» **Stated exercise**: Give the rows below, from their first line through the line with "point(958, 26)", as a two-column CSV headed instruction and points. Use one CSV line per instruction, holding its text and the points listed under it, with each field in quotation marks and line breaks turned into spaces.

» **Dataset**:
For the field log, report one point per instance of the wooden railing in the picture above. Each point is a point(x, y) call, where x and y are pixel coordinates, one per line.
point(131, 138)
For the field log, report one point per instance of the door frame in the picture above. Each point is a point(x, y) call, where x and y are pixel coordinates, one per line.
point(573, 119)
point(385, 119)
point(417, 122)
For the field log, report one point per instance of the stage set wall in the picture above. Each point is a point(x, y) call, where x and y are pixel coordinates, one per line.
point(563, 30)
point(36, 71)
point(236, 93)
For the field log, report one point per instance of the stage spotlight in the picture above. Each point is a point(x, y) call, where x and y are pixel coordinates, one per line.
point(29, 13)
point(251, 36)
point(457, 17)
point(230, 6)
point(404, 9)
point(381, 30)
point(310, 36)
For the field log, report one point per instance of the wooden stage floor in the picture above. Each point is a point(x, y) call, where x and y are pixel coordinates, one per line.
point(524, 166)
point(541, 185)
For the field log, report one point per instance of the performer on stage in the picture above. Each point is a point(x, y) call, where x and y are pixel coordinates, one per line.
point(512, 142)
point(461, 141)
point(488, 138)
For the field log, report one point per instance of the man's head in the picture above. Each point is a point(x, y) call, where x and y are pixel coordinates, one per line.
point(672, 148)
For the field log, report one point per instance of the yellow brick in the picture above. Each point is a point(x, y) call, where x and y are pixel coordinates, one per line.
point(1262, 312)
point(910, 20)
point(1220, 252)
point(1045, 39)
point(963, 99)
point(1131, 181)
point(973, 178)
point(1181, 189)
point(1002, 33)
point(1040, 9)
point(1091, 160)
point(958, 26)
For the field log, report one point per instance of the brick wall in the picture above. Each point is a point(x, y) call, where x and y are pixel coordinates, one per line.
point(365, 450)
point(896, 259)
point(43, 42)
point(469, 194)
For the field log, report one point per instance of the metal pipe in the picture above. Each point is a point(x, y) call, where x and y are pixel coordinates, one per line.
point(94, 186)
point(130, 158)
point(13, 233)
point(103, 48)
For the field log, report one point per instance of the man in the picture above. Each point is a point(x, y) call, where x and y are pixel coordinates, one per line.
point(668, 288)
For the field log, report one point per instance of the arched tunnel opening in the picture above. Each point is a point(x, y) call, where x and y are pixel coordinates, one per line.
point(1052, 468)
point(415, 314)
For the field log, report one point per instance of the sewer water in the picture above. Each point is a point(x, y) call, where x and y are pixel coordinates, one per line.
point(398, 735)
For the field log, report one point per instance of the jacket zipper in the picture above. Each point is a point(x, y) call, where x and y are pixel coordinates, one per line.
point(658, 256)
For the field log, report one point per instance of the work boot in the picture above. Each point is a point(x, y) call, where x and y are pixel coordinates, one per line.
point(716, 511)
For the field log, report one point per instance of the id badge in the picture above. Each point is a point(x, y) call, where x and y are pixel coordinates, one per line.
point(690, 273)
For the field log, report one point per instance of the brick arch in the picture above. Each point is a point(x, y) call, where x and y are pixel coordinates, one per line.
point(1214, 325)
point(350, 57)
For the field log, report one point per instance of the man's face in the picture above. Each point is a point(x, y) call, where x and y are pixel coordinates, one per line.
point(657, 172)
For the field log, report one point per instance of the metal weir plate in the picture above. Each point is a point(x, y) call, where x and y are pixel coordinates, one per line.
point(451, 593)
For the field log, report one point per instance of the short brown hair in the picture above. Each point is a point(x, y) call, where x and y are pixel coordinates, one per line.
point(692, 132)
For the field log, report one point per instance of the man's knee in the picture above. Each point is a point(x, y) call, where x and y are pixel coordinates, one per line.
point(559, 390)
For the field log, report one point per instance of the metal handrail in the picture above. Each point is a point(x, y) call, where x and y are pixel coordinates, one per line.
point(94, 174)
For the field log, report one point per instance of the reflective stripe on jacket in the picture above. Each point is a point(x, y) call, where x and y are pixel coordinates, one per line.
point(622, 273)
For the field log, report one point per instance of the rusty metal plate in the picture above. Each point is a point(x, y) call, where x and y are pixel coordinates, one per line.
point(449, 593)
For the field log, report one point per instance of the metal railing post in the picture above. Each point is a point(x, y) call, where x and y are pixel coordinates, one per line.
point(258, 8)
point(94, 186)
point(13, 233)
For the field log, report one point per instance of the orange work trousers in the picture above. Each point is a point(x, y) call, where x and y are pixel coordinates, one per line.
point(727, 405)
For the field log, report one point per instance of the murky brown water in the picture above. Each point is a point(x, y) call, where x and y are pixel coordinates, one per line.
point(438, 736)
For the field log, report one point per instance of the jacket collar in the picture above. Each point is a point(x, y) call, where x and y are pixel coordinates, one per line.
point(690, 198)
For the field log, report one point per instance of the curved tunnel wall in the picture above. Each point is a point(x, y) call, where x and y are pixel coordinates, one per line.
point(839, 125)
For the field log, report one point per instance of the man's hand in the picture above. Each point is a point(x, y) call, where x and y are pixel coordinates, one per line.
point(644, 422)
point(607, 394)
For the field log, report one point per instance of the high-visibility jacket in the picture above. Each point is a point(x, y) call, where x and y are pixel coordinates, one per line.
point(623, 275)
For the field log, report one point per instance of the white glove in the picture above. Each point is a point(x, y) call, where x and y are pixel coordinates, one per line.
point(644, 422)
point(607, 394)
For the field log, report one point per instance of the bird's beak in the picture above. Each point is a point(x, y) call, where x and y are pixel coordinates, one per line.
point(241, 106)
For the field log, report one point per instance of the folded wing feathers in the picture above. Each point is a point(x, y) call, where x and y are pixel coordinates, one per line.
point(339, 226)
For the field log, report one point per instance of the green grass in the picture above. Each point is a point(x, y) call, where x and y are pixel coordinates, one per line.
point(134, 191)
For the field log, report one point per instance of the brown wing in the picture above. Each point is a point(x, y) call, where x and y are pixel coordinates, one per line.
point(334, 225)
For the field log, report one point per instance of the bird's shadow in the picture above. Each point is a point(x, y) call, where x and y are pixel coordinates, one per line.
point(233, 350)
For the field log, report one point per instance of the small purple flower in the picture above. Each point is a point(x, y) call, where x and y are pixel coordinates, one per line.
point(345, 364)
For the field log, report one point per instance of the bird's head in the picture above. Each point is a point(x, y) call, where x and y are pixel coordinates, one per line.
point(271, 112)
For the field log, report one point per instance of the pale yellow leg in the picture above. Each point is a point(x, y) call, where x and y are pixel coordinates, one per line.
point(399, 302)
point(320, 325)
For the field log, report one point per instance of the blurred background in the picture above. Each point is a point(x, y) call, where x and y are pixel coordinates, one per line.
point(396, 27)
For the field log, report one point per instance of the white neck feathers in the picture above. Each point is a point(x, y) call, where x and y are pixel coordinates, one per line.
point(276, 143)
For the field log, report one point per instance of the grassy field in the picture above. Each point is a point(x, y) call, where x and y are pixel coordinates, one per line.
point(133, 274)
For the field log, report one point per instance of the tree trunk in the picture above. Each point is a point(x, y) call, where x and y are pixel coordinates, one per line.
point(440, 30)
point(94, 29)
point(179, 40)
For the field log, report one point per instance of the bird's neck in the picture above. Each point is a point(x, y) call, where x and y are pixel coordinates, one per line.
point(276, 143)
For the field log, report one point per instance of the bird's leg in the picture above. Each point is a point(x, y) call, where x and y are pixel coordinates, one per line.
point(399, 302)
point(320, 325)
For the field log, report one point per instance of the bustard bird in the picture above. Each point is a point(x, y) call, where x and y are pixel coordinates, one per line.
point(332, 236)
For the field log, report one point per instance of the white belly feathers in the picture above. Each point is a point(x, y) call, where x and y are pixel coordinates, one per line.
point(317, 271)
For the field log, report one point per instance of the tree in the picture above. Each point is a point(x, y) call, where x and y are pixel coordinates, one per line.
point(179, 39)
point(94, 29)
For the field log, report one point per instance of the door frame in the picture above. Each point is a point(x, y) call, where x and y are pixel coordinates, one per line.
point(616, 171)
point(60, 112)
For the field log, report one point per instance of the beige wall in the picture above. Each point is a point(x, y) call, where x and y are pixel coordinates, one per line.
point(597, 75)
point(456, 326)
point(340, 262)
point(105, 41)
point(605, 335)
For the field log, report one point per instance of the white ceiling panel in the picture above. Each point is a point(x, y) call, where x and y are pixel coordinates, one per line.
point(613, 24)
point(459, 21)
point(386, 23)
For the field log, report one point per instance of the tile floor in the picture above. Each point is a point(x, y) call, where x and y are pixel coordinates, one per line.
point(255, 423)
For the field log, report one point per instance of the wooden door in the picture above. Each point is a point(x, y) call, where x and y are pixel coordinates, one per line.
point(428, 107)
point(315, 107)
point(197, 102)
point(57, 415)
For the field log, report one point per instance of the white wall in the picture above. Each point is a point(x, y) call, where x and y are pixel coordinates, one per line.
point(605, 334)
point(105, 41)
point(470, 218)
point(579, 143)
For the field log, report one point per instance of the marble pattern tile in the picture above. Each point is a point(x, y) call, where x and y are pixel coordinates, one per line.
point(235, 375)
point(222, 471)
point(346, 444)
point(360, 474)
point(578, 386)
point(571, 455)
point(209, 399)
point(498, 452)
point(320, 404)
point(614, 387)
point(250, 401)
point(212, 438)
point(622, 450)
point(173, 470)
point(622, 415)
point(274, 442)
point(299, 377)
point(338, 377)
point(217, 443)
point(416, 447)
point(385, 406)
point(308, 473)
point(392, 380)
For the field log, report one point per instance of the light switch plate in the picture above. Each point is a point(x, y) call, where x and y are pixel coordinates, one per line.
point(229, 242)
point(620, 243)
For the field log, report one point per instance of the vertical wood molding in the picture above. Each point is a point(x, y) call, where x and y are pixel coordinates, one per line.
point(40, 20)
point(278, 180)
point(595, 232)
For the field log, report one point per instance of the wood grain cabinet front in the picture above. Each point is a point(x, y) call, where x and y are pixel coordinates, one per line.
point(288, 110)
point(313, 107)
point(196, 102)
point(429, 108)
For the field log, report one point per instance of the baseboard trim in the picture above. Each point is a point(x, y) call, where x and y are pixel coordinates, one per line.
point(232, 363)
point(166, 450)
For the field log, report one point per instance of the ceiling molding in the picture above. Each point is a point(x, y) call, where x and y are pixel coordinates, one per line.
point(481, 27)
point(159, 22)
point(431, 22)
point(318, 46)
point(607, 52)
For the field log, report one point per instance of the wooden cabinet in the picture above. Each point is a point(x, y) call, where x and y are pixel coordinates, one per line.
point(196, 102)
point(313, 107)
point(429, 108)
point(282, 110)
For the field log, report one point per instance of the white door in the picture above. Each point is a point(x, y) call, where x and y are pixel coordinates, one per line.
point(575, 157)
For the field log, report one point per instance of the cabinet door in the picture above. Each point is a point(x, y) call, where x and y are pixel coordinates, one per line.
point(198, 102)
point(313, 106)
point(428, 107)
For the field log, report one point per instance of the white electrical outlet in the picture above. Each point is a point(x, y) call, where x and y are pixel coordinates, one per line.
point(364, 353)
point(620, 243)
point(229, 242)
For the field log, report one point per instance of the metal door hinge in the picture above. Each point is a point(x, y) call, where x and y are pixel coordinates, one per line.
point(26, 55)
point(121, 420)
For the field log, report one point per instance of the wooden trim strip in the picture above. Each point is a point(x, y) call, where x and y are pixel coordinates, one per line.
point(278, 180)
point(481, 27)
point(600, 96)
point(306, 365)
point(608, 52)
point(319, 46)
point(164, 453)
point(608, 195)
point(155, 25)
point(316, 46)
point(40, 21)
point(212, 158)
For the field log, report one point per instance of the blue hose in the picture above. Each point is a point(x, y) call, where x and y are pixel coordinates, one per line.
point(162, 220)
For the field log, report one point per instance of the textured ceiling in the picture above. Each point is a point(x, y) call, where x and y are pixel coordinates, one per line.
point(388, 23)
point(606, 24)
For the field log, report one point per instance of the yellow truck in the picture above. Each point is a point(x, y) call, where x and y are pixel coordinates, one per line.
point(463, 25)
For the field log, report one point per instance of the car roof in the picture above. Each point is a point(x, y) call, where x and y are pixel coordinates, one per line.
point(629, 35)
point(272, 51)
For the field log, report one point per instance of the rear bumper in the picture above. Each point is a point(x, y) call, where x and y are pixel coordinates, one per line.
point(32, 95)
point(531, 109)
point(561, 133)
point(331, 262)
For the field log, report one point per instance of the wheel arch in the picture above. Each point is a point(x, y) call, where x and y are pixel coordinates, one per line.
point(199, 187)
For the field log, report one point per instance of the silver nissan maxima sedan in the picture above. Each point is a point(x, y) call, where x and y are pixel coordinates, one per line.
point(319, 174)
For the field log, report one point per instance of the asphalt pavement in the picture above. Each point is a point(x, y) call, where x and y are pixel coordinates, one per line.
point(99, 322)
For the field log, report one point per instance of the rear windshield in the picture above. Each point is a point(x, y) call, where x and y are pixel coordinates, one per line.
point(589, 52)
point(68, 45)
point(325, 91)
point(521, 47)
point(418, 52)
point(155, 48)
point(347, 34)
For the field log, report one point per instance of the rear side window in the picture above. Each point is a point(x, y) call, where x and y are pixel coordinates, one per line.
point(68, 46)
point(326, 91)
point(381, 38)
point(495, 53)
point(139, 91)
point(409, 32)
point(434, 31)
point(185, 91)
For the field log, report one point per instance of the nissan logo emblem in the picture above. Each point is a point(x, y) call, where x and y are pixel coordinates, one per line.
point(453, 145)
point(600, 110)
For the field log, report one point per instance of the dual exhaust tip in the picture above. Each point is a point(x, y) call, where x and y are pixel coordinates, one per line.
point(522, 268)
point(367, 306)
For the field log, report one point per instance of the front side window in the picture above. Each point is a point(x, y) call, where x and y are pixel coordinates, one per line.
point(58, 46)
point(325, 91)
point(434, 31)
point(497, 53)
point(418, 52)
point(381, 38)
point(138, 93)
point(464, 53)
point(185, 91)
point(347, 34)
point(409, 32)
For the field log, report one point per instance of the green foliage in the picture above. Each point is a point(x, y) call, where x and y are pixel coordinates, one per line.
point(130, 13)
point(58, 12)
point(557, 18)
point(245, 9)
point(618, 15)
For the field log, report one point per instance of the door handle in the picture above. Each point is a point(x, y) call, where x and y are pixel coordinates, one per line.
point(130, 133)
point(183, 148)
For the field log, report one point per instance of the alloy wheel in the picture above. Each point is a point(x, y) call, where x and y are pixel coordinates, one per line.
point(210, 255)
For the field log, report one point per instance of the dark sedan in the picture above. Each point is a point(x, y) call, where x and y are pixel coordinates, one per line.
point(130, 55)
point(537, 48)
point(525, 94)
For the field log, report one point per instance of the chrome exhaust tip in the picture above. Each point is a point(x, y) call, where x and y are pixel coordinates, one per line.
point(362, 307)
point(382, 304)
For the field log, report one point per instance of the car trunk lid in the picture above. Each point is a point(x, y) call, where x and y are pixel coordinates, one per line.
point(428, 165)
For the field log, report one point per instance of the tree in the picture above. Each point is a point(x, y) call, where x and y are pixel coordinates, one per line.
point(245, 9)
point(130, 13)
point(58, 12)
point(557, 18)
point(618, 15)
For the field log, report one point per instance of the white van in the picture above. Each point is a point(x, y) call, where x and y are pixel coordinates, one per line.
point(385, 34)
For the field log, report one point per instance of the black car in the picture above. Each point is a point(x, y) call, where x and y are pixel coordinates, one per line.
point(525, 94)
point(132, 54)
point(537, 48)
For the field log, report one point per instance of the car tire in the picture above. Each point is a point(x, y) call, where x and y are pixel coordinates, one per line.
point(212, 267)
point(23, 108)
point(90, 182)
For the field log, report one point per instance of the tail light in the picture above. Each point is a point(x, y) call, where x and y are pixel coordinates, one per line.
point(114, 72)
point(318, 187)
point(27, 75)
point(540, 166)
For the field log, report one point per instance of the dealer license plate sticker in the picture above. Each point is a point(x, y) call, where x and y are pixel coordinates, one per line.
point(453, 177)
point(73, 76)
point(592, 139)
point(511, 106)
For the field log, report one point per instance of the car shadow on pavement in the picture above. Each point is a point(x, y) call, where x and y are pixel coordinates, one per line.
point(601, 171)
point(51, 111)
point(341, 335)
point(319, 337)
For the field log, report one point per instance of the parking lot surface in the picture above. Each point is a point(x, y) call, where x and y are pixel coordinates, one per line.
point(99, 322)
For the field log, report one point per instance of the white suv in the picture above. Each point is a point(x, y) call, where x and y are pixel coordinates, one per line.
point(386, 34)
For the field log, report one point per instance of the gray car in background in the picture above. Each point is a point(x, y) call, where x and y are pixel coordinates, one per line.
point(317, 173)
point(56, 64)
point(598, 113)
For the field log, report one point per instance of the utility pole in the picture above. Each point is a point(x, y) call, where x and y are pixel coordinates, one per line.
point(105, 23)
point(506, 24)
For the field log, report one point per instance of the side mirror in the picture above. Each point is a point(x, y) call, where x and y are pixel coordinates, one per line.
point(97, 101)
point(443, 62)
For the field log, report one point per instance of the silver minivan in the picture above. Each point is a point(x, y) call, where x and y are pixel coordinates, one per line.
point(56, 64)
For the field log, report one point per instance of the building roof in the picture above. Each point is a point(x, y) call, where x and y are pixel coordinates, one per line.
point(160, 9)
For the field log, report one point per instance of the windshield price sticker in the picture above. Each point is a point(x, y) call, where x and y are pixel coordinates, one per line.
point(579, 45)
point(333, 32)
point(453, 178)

» **Answer**:
instruction,points
"For the field log, report one point per instance of the wooden railing in the picture above. Each point is a point(x, y) call, where x and y are pixel coordinates, one per line.","point(131, 138)"
"For the field log, report one point per instance of the door frame in the picture above. Each point is a point(x, y) call, where x and y are pixel coordinates, one per line.","point(573, 119) point(385, 119) point(417, 122)"
"For the field log, report one point per instance of the stage set wall in the picture above. Each point is a point(x, y) call, where x and y are pixel coordinates, one per line.","point(563, 30) point(36, 71) point(236, 93)"
"For the field log, report one point per instance of the stage spotlight in the picture above. Each point is a point(x, y) call, where x and y are pixel coordinates, one per line.","point(29, 13) point(251, 36) point(457, 17) point(230, 6) point(404, 9) point(381, 30) point(310, 36)"
"For the field log, report one point per instance of the wooden stage floor in the picture above. Each point is a point(x, y) call, where x and y are pixel coordinates, one per line.","point(524, 166) point(541, 185)"
"For the field log, report one point per instance of the performer on stage in the picture above. Each point is a point(x, y) call, where x and y are pixel coordinates, one per line.","point(512, 142) point(461, 141) point(488, 138)"
"For the field log, report one point per instance of the man's head in the picture above. Each point is a point(x, y) call, where x and y are pixel coordinates, one per line.","point(672, 148)"
"For the field log, report one point per instance of the yellow brick in the picture above. Each point is a point(x, y) call, where x and y are pixel coordinates, one per line.","point(1262, 312) point(910, 20) point(1220, 252) point(1045, 39) point(963, 99) point(1131, 181) point(973, 178) point(1181, 189) point(1002, 33) point(1040, 9) point(1091, 160) point(958, 26)"